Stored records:
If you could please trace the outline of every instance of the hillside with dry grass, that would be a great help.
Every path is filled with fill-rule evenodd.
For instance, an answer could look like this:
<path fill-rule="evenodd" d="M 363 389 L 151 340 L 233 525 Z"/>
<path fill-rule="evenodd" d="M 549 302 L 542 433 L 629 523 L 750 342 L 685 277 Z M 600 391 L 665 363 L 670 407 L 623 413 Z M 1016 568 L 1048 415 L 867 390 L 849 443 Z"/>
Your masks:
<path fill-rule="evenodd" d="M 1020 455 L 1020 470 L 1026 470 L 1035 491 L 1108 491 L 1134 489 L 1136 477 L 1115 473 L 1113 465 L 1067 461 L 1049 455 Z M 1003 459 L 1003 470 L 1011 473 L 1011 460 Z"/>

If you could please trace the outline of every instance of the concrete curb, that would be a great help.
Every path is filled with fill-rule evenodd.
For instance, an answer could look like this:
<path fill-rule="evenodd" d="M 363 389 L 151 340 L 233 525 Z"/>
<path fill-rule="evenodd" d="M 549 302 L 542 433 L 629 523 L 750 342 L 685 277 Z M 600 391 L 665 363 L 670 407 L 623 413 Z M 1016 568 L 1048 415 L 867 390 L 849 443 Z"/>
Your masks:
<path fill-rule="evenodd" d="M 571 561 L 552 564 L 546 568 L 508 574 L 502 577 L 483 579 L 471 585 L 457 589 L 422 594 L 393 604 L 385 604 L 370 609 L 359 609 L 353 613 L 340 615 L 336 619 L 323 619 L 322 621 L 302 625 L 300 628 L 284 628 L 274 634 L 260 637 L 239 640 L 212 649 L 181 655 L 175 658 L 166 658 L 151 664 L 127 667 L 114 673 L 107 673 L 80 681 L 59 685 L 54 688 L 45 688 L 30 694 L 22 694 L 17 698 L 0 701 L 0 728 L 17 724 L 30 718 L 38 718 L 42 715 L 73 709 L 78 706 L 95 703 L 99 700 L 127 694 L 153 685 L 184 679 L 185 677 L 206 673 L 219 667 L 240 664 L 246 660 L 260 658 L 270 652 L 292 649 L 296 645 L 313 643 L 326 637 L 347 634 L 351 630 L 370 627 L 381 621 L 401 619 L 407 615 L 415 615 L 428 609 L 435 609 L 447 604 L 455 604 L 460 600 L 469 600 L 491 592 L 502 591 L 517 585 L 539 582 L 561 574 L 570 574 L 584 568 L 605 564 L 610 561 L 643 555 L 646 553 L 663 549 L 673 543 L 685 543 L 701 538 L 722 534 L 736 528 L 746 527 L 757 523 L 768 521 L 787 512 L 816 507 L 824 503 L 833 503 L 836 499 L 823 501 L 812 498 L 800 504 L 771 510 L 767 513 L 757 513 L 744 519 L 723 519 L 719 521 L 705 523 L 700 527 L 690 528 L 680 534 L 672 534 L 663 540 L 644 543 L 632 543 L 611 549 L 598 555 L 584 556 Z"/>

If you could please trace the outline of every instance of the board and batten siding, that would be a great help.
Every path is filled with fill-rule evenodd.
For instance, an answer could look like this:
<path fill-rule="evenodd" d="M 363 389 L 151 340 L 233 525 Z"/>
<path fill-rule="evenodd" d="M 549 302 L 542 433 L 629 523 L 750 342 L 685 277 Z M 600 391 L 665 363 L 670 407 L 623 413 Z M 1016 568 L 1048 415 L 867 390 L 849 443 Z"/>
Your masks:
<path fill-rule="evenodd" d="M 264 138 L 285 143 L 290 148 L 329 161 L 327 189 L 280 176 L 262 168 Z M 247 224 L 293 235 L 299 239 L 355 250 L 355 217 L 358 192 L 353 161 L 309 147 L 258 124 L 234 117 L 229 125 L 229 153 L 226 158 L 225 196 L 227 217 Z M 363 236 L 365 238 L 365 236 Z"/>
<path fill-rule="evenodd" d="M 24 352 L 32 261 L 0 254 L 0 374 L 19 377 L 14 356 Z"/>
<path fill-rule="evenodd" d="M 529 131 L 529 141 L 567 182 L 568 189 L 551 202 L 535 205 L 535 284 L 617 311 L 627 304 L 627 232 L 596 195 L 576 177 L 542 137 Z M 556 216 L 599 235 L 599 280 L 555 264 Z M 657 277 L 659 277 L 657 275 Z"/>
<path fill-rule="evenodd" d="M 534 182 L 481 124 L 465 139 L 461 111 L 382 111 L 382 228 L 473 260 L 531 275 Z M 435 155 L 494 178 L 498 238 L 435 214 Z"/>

WHAT TO WORK ON:
Rewrite the records from their beginning through the line that contains "1020 455 L 1020", including both of those lines, and multiply every coordinate in the answers by 0.5, rounding each result to a whole number with halves going up. Copy the requests and their format samples without any change.

REPLY TO THE TASK:
If you could please trace the outline of every instance of the hillside with dry grass, that would be a great help.
Every path is filled with fill-rule evenodd.
For instance, an answer could look like this:
<path fill-rule="evenodd" d="M 363 389 L 151 340 L 233 525 Z"/>
<path fill-rule="evenodd" d="M 549 302 L 542 433 L 629 523 L 750 342 L 685 277 Z M 600 391 L 665 363 L 670 407 L 623 413 Z M 1016 568 L 1048 415 L 867 390 L 849 443 Z"/>
Your masks:
<path fill-rule="evenodd" d="M 510 228 L 510 235 L 513 235 L 518 246 L 554 246 L 567 245 L 568 239 L 558 237 L 557 233 L 534 231 L 525 228 Z M 502 230 L 502 235 L 506 237 L 506 230 Z"/>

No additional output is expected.